# Requirement
Report how many lines in the items below contain the string "statue", treating uppercase and lowercase as different, and give only that number.
________
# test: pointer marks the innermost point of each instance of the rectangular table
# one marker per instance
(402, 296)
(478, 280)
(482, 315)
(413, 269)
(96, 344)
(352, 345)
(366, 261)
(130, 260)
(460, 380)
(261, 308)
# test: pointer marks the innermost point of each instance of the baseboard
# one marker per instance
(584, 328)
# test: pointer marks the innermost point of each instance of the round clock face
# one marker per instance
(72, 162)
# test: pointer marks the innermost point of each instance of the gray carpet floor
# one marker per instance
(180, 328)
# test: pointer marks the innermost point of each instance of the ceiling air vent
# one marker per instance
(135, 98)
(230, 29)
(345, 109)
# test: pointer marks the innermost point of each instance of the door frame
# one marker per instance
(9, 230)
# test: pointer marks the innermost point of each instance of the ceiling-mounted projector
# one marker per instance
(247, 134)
________
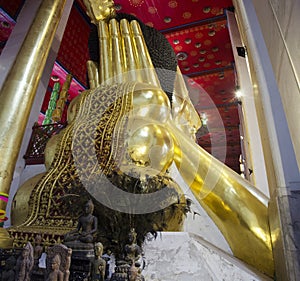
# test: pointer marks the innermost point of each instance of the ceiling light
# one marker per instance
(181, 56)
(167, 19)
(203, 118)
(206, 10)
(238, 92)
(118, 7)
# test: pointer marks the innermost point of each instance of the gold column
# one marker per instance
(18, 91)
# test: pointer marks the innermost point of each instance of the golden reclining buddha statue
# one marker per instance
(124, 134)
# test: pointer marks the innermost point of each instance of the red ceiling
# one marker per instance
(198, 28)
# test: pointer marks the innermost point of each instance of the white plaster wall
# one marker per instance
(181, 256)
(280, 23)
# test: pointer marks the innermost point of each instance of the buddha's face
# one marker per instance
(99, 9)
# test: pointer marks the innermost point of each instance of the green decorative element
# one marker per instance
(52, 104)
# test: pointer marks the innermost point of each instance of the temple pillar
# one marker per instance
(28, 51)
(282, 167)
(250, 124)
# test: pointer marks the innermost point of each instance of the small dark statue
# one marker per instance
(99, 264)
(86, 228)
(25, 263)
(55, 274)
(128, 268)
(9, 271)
________
# Solution to the exercise
2